Maria Montessori synthesized the principles and practices of four sciences and put them to work in a large room full of small children to develop a framework for the discipline she came to call Scientific Pedagogy. Having herself been educated as a medical doctor, with enough coursework in anthropology to warrant her employment as a lecturer in Anthropology at the University of Rome, she brought an observer/diagnostician’s mentality to an early-career assignment addressing the needs of the so-called “idiot children,” who were confined to an asylum on account of having been deemed incorrigible and unteachable. Though she had insisted as a young girl that she would never be a teacher, she found herself transfixed by the children’s behavior and riveted by the insights she came away with. She never turned back to medicine, but applied her scientific mindset to pedagogy in a way that had never been done before.

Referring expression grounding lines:
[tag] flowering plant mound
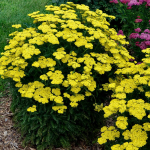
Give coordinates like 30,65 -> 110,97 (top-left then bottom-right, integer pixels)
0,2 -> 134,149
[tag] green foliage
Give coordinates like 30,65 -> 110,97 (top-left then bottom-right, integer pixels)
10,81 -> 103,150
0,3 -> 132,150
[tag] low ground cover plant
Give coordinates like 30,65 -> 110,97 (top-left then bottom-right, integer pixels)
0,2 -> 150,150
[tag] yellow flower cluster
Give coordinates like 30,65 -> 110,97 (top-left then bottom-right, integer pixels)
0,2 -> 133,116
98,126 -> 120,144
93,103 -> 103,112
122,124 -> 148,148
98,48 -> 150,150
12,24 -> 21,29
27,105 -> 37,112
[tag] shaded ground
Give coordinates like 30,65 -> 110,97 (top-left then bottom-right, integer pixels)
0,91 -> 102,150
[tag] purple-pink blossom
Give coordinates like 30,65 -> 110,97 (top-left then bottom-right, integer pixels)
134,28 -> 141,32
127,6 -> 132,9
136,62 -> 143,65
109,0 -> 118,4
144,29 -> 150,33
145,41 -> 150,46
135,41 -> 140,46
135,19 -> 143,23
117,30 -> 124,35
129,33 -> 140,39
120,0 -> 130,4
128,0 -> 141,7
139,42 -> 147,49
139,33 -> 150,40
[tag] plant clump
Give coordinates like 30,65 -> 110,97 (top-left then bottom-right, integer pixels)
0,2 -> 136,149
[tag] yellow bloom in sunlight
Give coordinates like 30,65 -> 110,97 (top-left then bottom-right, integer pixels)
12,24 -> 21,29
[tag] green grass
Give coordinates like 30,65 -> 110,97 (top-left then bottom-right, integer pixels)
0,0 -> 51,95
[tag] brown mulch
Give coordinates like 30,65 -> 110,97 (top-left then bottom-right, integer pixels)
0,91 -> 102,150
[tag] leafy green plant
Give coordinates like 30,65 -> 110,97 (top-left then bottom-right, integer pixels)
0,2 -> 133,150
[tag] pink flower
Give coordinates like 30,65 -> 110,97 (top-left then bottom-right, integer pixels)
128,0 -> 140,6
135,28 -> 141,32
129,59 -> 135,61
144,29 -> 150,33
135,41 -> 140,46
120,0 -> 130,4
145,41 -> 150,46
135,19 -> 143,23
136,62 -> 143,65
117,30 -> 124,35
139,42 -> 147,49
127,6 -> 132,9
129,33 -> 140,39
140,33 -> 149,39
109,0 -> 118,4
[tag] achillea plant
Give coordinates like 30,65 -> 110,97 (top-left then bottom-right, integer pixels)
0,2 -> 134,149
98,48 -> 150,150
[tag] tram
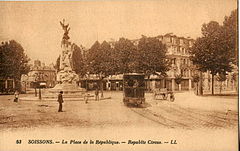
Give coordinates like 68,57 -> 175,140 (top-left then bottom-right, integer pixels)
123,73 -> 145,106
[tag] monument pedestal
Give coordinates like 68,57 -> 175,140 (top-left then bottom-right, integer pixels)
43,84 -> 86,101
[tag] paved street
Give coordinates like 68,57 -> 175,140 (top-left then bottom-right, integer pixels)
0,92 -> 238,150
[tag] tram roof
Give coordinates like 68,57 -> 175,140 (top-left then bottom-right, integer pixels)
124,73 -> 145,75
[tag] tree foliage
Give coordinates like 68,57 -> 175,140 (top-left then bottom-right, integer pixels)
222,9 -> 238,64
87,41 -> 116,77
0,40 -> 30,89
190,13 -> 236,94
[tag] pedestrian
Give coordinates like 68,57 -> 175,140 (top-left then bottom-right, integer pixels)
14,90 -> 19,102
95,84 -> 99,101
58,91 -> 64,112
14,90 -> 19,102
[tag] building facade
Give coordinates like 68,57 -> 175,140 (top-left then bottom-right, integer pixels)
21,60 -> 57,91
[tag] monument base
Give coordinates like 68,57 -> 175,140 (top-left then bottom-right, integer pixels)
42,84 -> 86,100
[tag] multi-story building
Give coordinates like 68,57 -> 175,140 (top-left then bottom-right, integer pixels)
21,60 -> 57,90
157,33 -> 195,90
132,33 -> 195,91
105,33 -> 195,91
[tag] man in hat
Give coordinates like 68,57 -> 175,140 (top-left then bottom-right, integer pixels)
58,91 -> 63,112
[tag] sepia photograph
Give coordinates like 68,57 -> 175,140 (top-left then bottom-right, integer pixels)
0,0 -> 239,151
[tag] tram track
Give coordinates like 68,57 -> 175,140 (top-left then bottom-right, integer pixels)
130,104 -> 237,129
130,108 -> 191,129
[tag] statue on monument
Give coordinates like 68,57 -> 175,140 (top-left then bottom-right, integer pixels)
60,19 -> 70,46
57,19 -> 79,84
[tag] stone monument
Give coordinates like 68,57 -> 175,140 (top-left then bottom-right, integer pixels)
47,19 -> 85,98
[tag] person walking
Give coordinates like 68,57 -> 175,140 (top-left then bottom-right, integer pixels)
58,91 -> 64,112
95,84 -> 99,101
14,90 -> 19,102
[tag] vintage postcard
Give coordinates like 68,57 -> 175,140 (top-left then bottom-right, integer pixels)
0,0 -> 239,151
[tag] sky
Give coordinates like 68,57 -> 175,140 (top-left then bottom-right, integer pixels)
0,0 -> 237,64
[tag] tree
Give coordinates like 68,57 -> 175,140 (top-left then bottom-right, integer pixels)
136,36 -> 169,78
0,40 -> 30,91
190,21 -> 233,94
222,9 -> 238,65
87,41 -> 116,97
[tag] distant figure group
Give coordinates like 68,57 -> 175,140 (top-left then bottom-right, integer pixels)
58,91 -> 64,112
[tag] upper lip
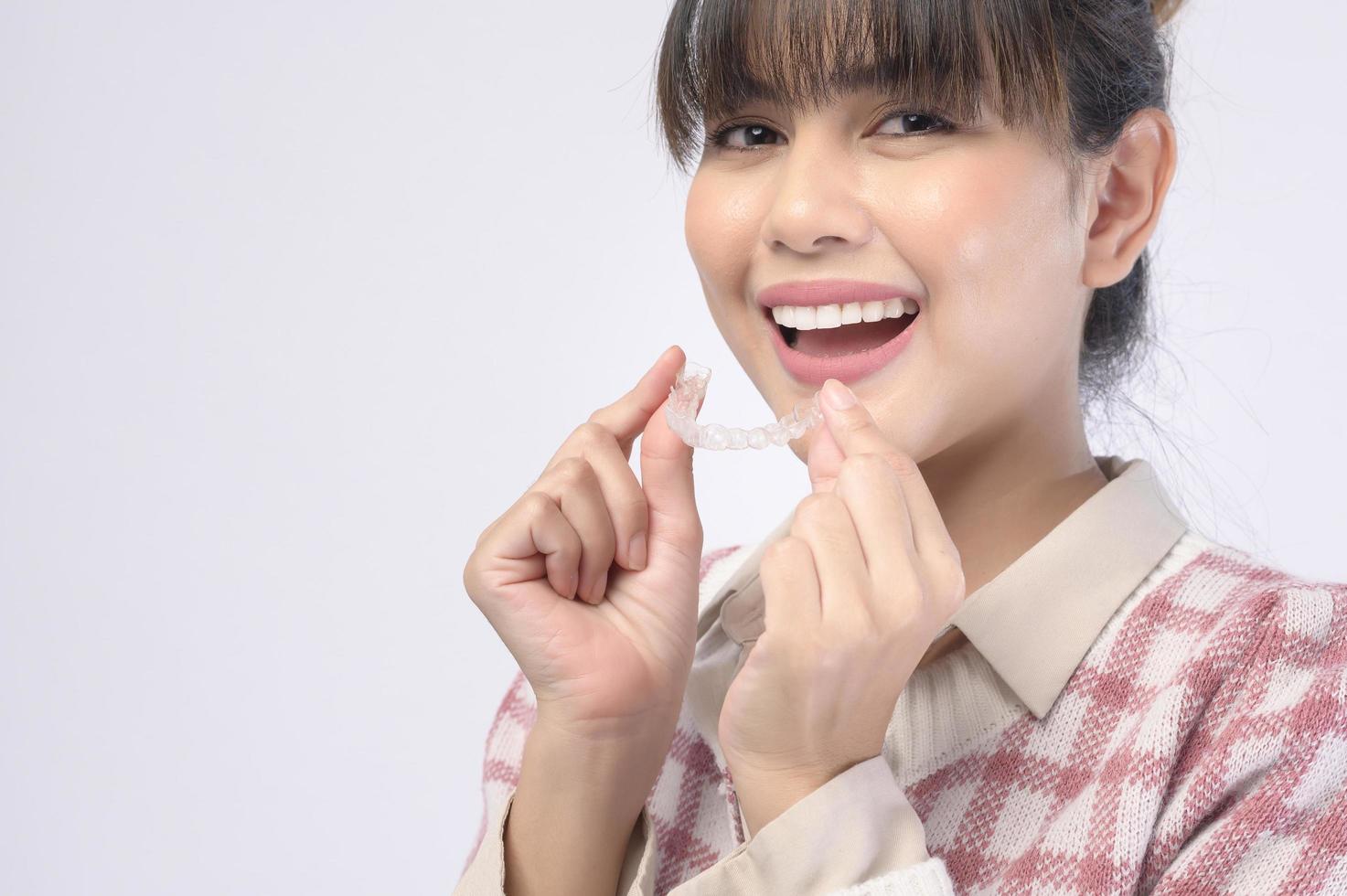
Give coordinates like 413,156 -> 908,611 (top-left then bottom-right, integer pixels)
* * *
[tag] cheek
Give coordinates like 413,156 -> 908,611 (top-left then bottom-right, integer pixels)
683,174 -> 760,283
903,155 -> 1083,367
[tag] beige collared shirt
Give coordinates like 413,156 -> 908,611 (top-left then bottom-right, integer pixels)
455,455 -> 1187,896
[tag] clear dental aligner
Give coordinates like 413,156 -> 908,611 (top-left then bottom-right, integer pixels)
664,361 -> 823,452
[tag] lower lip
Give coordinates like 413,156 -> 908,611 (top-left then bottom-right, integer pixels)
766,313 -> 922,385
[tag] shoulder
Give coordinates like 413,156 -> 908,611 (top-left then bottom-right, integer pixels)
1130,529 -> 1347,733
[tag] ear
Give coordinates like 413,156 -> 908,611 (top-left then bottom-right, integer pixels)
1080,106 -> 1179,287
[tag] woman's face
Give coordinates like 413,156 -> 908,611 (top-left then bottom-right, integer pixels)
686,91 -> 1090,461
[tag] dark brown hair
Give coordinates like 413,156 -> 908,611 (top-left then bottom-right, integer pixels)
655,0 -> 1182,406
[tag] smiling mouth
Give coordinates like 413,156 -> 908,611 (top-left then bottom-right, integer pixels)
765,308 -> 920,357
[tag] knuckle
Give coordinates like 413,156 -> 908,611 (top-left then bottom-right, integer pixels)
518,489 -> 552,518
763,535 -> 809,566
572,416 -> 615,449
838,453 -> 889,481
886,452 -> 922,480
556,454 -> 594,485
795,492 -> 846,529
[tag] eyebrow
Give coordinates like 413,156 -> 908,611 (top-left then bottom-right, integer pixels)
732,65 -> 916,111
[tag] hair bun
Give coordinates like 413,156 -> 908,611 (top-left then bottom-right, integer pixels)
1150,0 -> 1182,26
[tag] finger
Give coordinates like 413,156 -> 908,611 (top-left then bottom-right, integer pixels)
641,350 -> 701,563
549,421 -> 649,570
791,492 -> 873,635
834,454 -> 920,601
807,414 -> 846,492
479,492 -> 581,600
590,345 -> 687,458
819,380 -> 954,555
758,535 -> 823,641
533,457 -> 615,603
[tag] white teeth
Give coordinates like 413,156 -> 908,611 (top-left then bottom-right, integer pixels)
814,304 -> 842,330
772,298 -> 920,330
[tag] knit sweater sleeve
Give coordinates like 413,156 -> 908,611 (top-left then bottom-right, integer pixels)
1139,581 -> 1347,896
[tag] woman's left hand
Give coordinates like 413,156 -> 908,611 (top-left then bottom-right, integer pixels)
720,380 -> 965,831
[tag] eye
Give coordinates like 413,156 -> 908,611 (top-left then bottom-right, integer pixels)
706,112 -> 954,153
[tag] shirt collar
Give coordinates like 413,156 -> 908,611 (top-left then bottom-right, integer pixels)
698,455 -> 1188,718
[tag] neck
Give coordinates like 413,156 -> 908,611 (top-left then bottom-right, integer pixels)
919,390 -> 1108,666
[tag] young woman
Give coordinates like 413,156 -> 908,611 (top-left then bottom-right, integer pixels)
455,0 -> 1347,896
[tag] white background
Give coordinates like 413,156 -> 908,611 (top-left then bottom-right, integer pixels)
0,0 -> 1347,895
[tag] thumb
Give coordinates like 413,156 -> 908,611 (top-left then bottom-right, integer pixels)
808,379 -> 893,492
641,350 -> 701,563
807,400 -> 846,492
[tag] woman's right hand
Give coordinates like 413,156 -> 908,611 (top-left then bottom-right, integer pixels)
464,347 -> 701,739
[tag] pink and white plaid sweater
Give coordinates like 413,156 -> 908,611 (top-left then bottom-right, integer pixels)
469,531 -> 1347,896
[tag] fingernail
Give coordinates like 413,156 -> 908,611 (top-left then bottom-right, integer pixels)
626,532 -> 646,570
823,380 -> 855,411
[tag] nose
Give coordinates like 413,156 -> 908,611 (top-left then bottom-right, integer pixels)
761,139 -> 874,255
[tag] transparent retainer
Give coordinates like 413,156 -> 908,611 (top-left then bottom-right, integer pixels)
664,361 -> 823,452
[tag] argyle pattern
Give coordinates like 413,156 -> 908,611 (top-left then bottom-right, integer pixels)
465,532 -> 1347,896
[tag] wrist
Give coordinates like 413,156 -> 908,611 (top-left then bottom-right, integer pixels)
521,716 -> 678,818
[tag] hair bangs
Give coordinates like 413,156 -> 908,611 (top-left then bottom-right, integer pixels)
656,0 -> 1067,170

# Instructions to follow
Write out the whole text on Maria Montessori again with nothing changed.

# Exercise response
Maria Montessori synthesized the principles and practices of four sciences and put them to work in a large room full of small children to develop a framework for the discipline she came to call Scientific Pedagogy. Having herself been educated as a medical doctor, with enough coursework in anthropology to warrant her employment as a lecturer in Anthropology at the University of Rome, she brought an observer/diagnostician’s mentality to an early-career assignment addressing the needs of the so-called “idiot children,” who were confined to an asylum on account of having been deemed incorrigible and unteachable. Though she had insisted as a young girl that she would never be a teacher, she found herself transfixed by the children’s behavior and riveted by the insights she came away with. She never turned back to medicine, but applied her scientific mindset to pedagogy in a way that had never been done before.